WHAT IS NEEDED →
Convert every line of the material below into a numbered list, omitting any blank lines.

Saved data entries
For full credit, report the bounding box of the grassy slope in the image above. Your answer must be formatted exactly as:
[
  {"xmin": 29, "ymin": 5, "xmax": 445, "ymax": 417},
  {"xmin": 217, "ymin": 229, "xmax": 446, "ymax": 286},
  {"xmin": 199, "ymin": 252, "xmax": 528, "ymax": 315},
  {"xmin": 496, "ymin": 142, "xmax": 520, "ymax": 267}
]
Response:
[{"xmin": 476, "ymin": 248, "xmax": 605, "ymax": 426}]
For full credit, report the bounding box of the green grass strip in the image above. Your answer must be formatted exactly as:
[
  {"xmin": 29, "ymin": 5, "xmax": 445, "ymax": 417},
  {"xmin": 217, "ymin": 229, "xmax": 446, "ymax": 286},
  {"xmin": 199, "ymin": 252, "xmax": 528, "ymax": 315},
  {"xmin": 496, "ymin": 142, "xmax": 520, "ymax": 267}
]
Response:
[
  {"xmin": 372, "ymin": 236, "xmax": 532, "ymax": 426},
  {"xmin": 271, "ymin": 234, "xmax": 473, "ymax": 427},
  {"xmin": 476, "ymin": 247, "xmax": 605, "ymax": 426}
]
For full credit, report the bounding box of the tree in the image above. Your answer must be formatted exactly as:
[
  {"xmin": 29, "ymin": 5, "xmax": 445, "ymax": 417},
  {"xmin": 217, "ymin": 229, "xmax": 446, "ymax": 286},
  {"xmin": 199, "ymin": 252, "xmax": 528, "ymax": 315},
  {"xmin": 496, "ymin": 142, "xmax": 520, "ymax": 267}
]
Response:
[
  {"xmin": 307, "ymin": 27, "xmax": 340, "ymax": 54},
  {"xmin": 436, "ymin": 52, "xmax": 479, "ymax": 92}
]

SOLUTION TO THIS EXERCISE →
1. For full credit, report the bounding box of the grassy slope in the image above. Your answer must be formatted exactly as:
2. [
3.   {"xmin": 29, "ymin": 5, "xmax": 445, "ymax": 417},
4.   {"xmin": 217, "ymin": 229, "xmax": 446, "ymax": 286},
5.   {"xmin": 199, "ymin": 252, "xmax": 528, "ymax": 315},
6.   {"xmin": 496, "ymin": 142, "xmax": 520, "ymax": 267}
7. ]
8. Response:
9. [{"xmin": 476, "ymin": 248, "xmax": 605, "ymax": 426}]
10. For full credit, report the bounding box of the green grass strip in the image above. Your answer must be formatted exactly as:
11. [
12.   {"xmin": 29, "ymin": 5, "xmax": 445, "ymax": 417},
13.   {"xmin": 217, "ymin": 229, "xmax": 446, "ymax": 286},
14.   {"xmin": 199, "ymin": 252, "xmax": 528, "ymax": 315},
15.   {"xmin": 496, "ymin": 142, "xmax": 520, "ymax": 267}
16. ]
17. Response:
18. [
19.   {"xmin": 372, "ymin": 236, "xmax": 532, "ymax": 426},
20.   {"xmin": 271, "ymin": 234, "xmax": 473, "ymax": 427},
21.   {"xmin": 476, "ymin": 247, "xmax": 605, "ymax": 426}
22. ]
23. For full credit, report the bounding box of the tree in the image above. Your answer must be formatted exactly as:
24. [
25.   {"xmin": 29, "ymin": 5, "xmax": 445, "ymax": 417},
26.   {"xmin": 217, "ymin": 229, "xmax": 446, "ymax": 286},
27.   {"xmin": 199, "ymin": 252, "xmax": 528, "ymax": 315},
28.   {"xmin": 496, "ymin": 142, "xmax": 520, "ymax": 267}
29. ]
30. Response:
31. [
32.   {"xmin": 307, "ymin": 27, "xmax": 340, "ymax": 54},
33.   {"xmin": 436, "ymin": 52, "xmax": 479, "ymax": 92}
34. ]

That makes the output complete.